### TASK TO CARRY OUT
Omit all pictures, then retype the data exactly as given.

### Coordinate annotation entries

● ● ● ●

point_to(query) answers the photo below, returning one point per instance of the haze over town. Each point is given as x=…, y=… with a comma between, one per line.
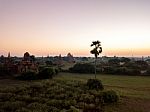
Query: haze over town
x=53, y=27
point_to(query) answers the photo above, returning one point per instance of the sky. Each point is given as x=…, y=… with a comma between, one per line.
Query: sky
x=53, y=27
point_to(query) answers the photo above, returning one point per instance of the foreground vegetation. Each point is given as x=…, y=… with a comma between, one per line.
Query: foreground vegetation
x=68, y=92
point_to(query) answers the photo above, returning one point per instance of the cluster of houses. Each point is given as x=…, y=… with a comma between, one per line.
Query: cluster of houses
x=30, y=63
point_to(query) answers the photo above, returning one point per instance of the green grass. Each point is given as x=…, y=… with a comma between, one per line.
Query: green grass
x=132, y=86
x=134, y=90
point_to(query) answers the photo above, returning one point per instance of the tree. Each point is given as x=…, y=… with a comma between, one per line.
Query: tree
x=96, y=51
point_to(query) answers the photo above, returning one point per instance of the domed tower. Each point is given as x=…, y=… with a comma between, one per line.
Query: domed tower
x=26, y=56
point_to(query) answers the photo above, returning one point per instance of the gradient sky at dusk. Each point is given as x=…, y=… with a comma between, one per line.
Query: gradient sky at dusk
x=55, y=27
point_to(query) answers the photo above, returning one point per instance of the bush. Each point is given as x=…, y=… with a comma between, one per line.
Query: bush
x=27, y=76
x=110, y=96
x=46, y=73
x=95, y=84
x=82, y=68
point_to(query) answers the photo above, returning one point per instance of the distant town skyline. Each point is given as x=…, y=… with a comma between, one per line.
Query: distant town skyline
x=53, y=27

● ● ● ●

### ANSWER FOR THIS EXERCISE
point_to(query) answers the photo below, returning one point per instance of the haze over town. Each point is given as x=…, y=… with a comma between, one per line.
Query: haze over town
x=53, y=27
point_to(query) answers the photo above, returning one point per instance of the sky. Each point is given as x=…, y=… with a comma between, one per line.
Query: sky
x=53, y=27
point_to(query) answers the photo above, returning one point per instance of the foreground vegetation. Each point is given as x=…, y=… with a comma between, one per line.
Query: foreground vegetation
x=68, y=92
point_to(query) answers the photo above, returning one point per instance of the cluster of houses. Each point is given as x=…, y=… with a comma between, one per line.
Query: cluster of houses
x=30, y=63
point_to(query) answers the photo above, returning one point per instance of the green grass. Each point is given as x=…, y=… with a comma between, one per line.
Query: green grass
x=132, y=86
x=134, y=90
point_to(query) answers the photo above, returning one point per instance of the tree. Each point is given as x=…, y=… with a comma between, one per line.
Query: tree
x=96, y=51
point_to(query) answers the photo above, returning one point per instance of the domed tower. Each point is given as x=…, y=… with a comma between, one per line.
Query: domed tower
x=26, y=56
point_to(query) answers the photo above, returning one point per instance of the gradient sky at dusk. Each point is given as x=…, y=… with a comma between, one per line.
Query: gradient sky at dusk
x=55, y=27
point_to(query) answers the photo above, returning one point per instance of the bush. Each point is given as x=…, y=… with a comma between, one per line.
Query: bush
x=27, y=76
x=110, y=96
x=46, y=73
x=95, y=84
x=82, y=68
point_to(query) answers the photo above, returning one point per instance of the distant town skyline. Each point is given as x=…, y=… with a comma between, one per line.
Query: distant town skyline
x=53, y=27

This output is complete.